=== Extrait fourni ===

Une étude du Lancet révèle que le nombre de victimes à Gaza, suite au conflit avec Israël, est probablement supérieur de 40 % aux chiffres officiels.
Depuis le début des hostilités en octobre 2023, la question du nombre de morts à Gaza a fait l’objet de vifs débats. Le ministère de la Santé palestinien, dirigé par le Hamas, a fait état de 37 877 décès jusqu’au 30 juin 2024. Cependant, l’étude du Lancet suggère que ce chiffre est bien en deçà de la réalité, estimant qu’entre 55 298 et 78 525 personnes ont perdu la vie dans le même laps de temps. L’estimation moyenne du nombre de victimes atteint 64 260, soit une augmentation de 41 % par rapport aux données officielles.
L’approche statistique employée par les chercheurs pour obtenir ces résultats repose sur la méthode « capture-recapture », une technique utilisée pour estimer le nombre de victimes dans des situations de conflits. Cette méthode repose sur l’analyse de trois sources de données : les enregistrements des hôpitaux et morgues, les signalements en ligne des décès effectués par les habitants de Gaza via des enquêtes lancées par le ministère de la Santé, et enfin les obituaries publiées sur les réseaux sociaux, tels que Facebook, Instagram et WhatsApp, lorsqu’il était possible de confirmer l’identité du défunt.

=== Items répertoriés ===

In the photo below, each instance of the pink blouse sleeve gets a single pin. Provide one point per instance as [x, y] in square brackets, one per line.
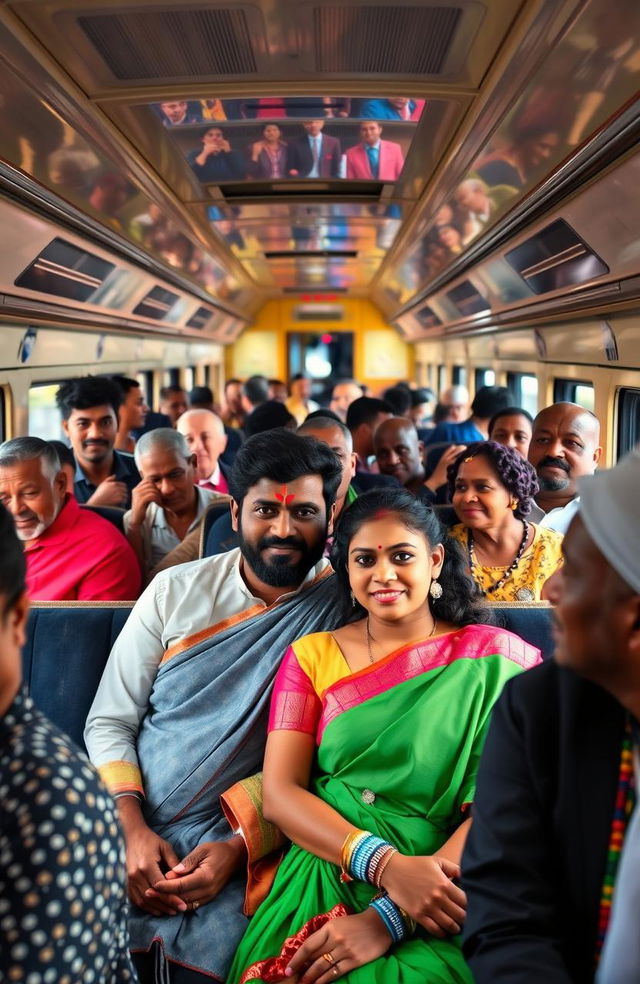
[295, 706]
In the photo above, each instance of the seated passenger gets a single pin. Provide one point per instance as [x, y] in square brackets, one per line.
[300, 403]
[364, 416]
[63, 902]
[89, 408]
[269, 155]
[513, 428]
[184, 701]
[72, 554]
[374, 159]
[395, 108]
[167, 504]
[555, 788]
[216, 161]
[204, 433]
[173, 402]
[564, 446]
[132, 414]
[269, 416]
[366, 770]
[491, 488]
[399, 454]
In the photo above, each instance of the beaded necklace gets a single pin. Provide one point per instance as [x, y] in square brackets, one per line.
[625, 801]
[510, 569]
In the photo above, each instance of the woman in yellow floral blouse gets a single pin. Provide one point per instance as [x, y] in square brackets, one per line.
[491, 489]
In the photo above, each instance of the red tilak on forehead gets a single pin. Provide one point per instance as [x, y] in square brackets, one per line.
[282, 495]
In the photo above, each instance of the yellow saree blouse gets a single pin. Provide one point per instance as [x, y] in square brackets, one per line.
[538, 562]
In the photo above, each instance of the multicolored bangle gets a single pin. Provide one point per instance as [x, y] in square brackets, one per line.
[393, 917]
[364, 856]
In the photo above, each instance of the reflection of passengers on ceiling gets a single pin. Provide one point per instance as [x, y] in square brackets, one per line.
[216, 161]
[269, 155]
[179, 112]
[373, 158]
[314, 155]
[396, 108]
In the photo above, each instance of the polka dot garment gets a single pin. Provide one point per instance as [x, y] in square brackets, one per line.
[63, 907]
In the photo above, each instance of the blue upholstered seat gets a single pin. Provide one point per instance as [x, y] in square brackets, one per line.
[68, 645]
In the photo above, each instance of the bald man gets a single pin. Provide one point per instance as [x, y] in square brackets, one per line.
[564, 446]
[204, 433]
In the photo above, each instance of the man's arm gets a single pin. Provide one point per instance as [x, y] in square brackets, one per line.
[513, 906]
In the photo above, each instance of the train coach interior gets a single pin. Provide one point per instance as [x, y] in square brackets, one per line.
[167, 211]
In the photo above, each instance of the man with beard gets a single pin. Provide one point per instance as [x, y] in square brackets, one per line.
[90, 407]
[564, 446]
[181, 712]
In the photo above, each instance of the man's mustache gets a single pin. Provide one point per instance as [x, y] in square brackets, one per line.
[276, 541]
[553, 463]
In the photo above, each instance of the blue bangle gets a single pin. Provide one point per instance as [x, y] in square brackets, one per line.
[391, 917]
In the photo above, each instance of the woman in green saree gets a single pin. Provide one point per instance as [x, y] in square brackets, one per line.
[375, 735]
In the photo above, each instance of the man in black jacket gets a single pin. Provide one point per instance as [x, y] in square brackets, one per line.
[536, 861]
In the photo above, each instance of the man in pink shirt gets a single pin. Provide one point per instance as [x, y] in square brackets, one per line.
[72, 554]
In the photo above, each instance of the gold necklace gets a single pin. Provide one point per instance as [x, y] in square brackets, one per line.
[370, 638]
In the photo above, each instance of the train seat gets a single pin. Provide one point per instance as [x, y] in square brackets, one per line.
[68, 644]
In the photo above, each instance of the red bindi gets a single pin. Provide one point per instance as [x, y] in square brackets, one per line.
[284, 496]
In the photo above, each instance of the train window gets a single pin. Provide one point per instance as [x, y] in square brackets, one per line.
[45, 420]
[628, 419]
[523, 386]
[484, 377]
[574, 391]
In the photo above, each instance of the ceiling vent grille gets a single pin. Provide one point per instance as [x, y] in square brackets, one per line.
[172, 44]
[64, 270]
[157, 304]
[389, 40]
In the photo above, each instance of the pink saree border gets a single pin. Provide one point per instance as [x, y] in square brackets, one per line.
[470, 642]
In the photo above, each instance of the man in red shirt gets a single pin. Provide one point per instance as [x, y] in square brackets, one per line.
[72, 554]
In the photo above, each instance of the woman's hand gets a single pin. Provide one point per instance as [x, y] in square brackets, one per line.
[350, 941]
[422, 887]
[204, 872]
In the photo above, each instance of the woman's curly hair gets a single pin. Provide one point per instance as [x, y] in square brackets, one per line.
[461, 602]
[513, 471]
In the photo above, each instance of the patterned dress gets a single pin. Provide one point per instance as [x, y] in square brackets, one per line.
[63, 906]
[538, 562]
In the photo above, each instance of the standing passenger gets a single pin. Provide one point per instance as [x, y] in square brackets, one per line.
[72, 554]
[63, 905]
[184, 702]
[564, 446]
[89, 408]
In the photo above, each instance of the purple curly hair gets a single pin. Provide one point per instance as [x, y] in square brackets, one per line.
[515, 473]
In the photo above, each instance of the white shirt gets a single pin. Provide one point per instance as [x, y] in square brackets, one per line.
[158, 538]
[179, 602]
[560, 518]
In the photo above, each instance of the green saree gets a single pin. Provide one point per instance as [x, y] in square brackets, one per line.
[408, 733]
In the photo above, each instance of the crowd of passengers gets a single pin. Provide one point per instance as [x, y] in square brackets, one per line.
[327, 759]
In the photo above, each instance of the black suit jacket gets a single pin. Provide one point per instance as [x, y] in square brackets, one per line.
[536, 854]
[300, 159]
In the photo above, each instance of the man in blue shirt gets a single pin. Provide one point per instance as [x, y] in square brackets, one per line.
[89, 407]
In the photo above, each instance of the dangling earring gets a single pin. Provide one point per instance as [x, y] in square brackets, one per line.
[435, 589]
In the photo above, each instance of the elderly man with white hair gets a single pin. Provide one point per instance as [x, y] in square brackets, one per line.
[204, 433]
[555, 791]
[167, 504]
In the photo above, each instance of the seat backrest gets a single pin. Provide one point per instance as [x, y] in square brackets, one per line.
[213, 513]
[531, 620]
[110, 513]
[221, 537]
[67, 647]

===

## À faire
1. Modifiez dans l'article sur le bilan des morts à Gaza le passage allant de "Une étude du" jusqu'à "aux données officielles.", en remplaçant "hostilités" par "combats".
2. Reprenez l'article sur le bilan des morts à Gaza là où il s'interrompt et poursuivez sa rédaction.

## Réponses
1.
Une étude du Lancet révèle que le nombre de victimes à Gaza, suite au conflit avec Israël, est probablement supérieur de 40 % aux chiffres officiels.
Depuis le début des combats en octobre 2023, la question du nombre de morts à Gaza a fait l’objet de vifs débats. Le ministère de la Santé palestinien, dirigé par le Hamas, a fait état de 37 877 décès jusqu’au 30 juin 2024. Cependant, l’étude du Lancet suggère que ce chiffre est bien en deçà de la réalité, estimant qu’entre 55 298 et 78 525 personnes ont perdu la vie dans le même laps de temps. L’estimation moyenne du nombre de victimes atteint 64 260, soit une augmentation de 41 % par rapport aux données officielles.

2.
Malgré l’absence de données complètes sur certains aspects, comme les causes exactes des décès, les chercheurs affirment que cette approche est fiable et offre une estimation réaliste de la situation. Zeina Jamaluddine, l’épidémiologiste principale de l’étude, a expliqué que la recherche avait cherché à éviter les doublons dans les listes de décès, en croisant minutieusement les trois sources. Elle a souligné que seule une petite portion des décès, confirmée par des proches ou par les autorités médicales, a été incluse dans l’étude.
Les résultats ont été validés par des experts en statistiques, dont Patrick Ball, statisticien reconnu pour ses travaux sur la collecte de données dans des situations de crise. Ball, qui n’a pas participé à l’étude, a précisé que la méthode utilisée était éprouvée et qu’elle avait donné des résultats cohérents dans d’autres conflits, comme au Guatemala ou au Kosovo. D’autres experts, comme Kevin McConway, professeur de statistiques appliquées à l’Open University, ont également salué la rigueur de l’approche, bien qu’il ait souligné que des incertitudes demeuraient, notamment en raison de la nature incomplète des données disponibles.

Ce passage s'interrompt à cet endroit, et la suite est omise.